TEXT FOR ANALYSIS:

Question about capital gains when flipping

5 Replies

Hello everyone!

I'm new to the site and have found it very helpful. I'm also interested in REI and am leaning more towards flipping. I have a couple of questions regarding tax purposes. It's to my understanding that capital gain is taxed if you make a profit on a property that you sell without living in it for a certain period of time. As a flipper, is there a way to avoid it or reduce the percentage? Should one do taxes as a business instead of an individual to help this?

@Ingrid Pinilla

You pay capital gains whenever you sell any property for a gain.

If it's your primary residence, and you lived in it for 2 of the last 5 years, you can claim an exemption of $250,000 in gains for single people, $500,000 for married people.

If you hold the property for long term rental, and it's not a primary residence, then you pay capital gains.

If you hold a property for a flip, you pay taxes as normal income based on your tax bracket and subject to self-employment taxes.

There are ways to minimize taxes, but you can't avoid them. you would need to speak to a CPA to discuss how to minimize the tax impact for any of the above situations since everyone's situation is slightly different depending on a range of factors.

Unfortunately as a flipper, your income will be taxed as ordinary income rather than the more favored "capital gain". This is because for tax purposes, the house you are flipping is considered inventory, instead of an investment.

RECORDS SUPPLIED:
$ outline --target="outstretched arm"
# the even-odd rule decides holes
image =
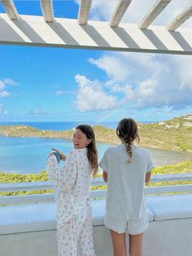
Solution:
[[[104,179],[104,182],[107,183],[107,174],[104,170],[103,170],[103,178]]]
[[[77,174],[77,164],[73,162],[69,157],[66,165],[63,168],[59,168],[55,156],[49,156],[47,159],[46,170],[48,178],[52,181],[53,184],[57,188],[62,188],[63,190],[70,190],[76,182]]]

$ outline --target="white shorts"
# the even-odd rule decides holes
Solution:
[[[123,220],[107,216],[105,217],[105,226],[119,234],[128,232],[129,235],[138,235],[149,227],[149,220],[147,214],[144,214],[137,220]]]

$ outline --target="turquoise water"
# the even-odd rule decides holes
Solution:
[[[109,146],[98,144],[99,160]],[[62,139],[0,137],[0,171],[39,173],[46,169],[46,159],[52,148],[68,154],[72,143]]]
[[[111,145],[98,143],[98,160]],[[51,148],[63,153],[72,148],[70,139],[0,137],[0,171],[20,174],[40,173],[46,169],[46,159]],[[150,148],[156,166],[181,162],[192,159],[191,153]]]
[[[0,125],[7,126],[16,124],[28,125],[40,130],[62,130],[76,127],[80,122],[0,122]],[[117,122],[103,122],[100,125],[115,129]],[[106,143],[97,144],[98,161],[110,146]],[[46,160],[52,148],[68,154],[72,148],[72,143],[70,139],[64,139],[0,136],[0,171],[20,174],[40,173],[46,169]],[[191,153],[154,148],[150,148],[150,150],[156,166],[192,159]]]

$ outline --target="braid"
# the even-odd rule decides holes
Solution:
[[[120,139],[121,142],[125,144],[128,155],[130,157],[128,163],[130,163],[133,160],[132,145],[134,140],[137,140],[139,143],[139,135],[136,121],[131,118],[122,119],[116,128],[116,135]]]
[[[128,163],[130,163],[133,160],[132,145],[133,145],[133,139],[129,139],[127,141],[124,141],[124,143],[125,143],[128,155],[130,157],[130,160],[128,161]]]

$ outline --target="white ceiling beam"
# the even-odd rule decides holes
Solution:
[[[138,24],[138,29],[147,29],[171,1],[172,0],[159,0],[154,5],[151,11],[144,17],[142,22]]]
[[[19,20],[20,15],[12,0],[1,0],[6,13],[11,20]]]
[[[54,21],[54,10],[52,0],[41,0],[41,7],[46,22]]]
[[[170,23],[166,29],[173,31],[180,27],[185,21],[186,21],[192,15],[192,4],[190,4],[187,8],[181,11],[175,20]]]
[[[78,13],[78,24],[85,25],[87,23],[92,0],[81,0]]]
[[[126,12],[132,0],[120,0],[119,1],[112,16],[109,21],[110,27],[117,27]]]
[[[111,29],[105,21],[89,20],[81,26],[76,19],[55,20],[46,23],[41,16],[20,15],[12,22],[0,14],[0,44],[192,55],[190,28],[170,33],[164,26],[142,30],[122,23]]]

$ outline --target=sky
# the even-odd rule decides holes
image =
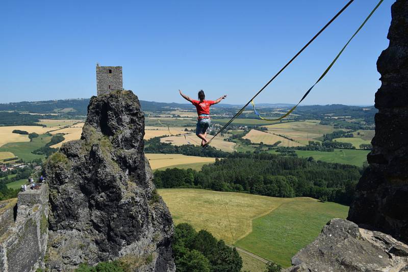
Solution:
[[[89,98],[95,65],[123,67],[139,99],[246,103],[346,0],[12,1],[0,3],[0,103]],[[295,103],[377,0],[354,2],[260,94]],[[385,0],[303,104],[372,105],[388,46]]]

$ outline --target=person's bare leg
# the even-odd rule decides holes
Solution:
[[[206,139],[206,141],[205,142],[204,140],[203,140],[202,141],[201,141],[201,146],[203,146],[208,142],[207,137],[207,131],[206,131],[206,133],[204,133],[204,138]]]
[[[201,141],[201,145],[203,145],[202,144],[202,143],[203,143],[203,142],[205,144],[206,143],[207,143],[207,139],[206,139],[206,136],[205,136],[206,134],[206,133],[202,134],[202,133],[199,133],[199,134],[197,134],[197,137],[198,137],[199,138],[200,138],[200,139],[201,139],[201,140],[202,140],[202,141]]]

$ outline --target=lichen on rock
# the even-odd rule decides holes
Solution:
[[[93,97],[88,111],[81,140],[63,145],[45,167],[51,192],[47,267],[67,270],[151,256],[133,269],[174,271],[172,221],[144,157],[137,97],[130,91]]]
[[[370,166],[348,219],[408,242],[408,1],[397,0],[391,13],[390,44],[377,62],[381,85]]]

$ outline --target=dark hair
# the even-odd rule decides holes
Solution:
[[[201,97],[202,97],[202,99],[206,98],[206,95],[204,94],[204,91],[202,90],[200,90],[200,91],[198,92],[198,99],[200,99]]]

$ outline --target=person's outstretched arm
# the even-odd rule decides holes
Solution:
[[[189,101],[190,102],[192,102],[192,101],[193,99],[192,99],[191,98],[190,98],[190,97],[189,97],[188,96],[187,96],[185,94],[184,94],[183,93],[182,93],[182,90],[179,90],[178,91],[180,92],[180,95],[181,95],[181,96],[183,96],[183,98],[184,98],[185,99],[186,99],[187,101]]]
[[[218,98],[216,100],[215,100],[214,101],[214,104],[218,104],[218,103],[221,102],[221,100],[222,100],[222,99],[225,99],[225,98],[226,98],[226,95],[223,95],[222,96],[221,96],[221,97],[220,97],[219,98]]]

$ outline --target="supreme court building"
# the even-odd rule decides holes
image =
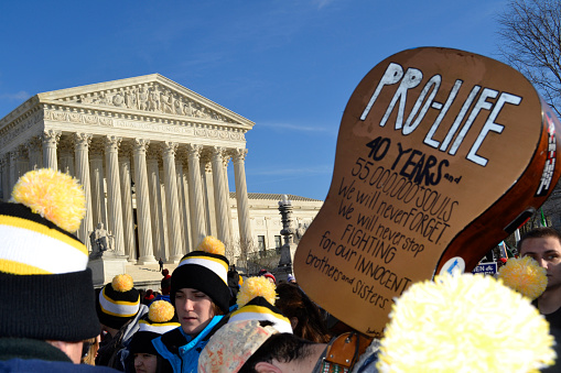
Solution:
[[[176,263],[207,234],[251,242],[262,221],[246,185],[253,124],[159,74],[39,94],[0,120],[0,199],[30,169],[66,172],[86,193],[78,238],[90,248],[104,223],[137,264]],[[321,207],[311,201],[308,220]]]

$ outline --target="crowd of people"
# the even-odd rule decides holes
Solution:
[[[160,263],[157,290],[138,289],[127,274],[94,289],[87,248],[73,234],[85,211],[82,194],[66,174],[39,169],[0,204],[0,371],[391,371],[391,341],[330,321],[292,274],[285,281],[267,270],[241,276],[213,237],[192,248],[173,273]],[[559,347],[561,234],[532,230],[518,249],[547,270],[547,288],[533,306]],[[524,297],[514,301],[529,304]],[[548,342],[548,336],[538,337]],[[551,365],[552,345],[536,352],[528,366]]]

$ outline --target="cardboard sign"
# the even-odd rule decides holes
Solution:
...
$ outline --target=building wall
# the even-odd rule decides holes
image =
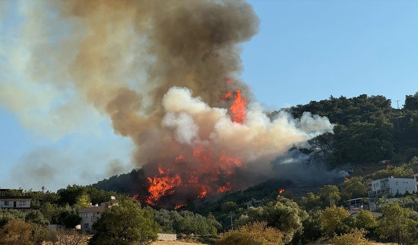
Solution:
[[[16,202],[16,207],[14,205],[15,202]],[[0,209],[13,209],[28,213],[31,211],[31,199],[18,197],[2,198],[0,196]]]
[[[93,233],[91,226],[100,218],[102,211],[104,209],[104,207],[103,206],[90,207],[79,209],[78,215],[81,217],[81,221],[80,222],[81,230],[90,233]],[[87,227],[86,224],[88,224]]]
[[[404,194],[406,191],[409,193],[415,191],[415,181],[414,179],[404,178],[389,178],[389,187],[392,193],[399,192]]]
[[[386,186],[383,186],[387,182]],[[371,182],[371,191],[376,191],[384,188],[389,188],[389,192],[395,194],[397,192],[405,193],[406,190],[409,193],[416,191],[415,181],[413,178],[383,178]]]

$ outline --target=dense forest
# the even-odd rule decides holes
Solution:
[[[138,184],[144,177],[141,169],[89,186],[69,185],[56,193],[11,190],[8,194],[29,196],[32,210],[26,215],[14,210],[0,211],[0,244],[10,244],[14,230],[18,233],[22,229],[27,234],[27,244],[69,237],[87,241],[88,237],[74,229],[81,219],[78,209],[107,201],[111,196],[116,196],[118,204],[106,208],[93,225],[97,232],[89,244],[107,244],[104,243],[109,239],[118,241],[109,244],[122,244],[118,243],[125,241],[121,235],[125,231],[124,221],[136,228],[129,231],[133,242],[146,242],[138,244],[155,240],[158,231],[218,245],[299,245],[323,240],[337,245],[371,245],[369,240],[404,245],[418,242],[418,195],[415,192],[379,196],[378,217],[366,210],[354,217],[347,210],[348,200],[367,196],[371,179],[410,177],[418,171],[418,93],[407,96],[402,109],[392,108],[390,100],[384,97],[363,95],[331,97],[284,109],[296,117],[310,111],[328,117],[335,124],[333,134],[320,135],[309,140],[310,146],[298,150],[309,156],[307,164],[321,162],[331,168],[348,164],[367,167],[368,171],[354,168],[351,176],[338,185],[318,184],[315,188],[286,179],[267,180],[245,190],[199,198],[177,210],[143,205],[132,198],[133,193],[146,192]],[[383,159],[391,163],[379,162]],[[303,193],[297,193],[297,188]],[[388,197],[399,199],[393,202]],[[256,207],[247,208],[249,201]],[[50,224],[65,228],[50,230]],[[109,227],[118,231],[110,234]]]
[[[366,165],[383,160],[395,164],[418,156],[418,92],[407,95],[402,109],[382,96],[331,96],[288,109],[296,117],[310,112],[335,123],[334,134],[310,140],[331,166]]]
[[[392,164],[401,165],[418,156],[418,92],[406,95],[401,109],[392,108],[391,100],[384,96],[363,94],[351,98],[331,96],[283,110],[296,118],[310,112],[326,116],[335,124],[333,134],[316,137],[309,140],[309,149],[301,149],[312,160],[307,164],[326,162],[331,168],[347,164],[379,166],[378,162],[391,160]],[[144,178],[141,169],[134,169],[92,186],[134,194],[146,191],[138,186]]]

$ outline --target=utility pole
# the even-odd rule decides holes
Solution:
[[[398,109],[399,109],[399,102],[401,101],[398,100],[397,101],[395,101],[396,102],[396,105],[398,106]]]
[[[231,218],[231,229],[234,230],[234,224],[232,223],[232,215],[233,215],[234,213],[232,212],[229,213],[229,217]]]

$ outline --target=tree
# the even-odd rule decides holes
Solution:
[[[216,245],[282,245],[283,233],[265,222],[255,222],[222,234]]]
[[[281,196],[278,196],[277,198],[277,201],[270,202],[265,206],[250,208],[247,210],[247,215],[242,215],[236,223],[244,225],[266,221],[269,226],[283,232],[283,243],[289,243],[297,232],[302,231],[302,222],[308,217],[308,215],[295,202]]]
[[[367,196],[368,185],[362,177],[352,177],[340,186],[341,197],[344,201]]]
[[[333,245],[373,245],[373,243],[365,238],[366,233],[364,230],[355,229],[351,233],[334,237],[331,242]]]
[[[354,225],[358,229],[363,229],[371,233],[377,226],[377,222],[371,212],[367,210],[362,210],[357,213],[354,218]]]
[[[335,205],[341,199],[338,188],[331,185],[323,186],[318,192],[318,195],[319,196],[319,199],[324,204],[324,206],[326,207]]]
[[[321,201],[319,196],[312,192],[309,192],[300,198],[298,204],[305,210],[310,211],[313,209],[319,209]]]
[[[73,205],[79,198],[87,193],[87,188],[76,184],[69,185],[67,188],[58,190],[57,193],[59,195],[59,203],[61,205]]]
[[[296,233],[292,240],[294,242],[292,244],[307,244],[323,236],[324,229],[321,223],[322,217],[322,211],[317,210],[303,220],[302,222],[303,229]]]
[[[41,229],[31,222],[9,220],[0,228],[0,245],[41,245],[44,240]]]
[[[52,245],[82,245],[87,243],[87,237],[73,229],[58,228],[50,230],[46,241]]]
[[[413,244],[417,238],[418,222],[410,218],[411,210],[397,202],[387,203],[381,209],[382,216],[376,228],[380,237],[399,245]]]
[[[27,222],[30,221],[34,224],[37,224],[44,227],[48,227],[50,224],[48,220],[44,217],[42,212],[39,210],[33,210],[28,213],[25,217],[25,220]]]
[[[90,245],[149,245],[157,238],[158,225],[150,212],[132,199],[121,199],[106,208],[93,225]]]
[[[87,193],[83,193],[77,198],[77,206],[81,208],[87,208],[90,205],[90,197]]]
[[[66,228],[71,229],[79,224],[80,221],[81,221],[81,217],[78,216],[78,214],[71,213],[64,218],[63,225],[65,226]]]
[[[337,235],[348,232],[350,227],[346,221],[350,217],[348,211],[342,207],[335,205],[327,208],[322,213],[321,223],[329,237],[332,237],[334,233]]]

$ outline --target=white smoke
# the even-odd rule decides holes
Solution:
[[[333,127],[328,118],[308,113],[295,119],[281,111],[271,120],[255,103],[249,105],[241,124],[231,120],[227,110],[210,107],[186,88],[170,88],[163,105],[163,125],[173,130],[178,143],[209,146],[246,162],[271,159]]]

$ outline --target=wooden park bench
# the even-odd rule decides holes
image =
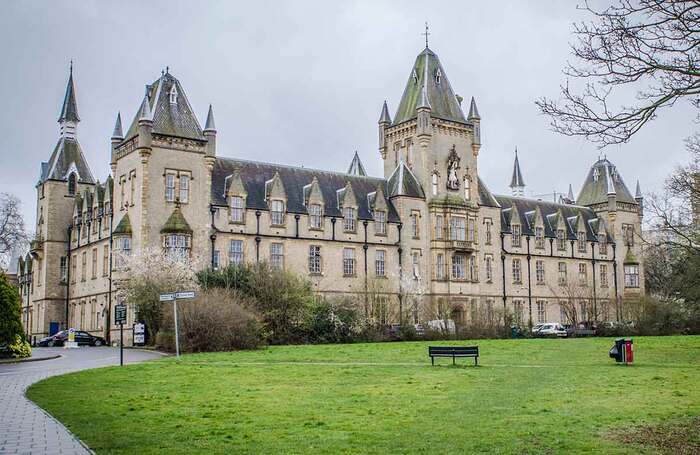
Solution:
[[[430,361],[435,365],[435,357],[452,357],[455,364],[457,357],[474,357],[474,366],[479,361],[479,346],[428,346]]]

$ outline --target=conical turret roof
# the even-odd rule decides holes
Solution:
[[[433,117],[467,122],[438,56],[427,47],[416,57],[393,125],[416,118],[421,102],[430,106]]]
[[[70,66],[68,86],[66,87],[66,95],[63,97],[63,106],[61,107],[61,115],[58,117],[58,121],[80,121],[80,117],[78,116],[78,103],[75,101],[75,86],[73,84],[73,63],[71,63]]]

CHECK YOUR UNDERSTANDING:
[1] In the forum thread about capital gains when flipping, what is the primary-residence exemption for a married person who lived in the home for 2 of the last 5 years?
[2] Continue the forum thread about capital gains when flipping, starting after its last sentence.

RESULTS OF THE EXERCISE:
[1] $500,000 in gains.

[2]
There are still ways to reduce your tax liability, but flipping will be taxed as ordinary income and subjected to Self Employment taxes as well.

However, if you are planning to live in the house when you flip it, then that is a different situation where the "2 out of 5 years" rule would apply.

Hope this helps!

Capital gains tax relates to investments.  As a flipper, you're running an active business, same is if you were manufacturing shoes.  You're buying raw materials and selling a finished product.  Income from flipping is ordinary income and subject to state and federal income tax as well as self employement taxes (i.e., both halves of medicare and social security.)

@Ingrid Pinilla

Unfortunately, the sale of flipped property is subject to federal income tax, self-employment tax and state income tax. It is not subject to preferential capital gains tax rates.

The holding period of a flip does not transfer it from ordinary to capital gains.

You should reach out to an accountant. There are potential strategies involved to reduce the amount of taxes that you pay.

Thank you all so much for the advise! I will definitely do more research and consult a CPA.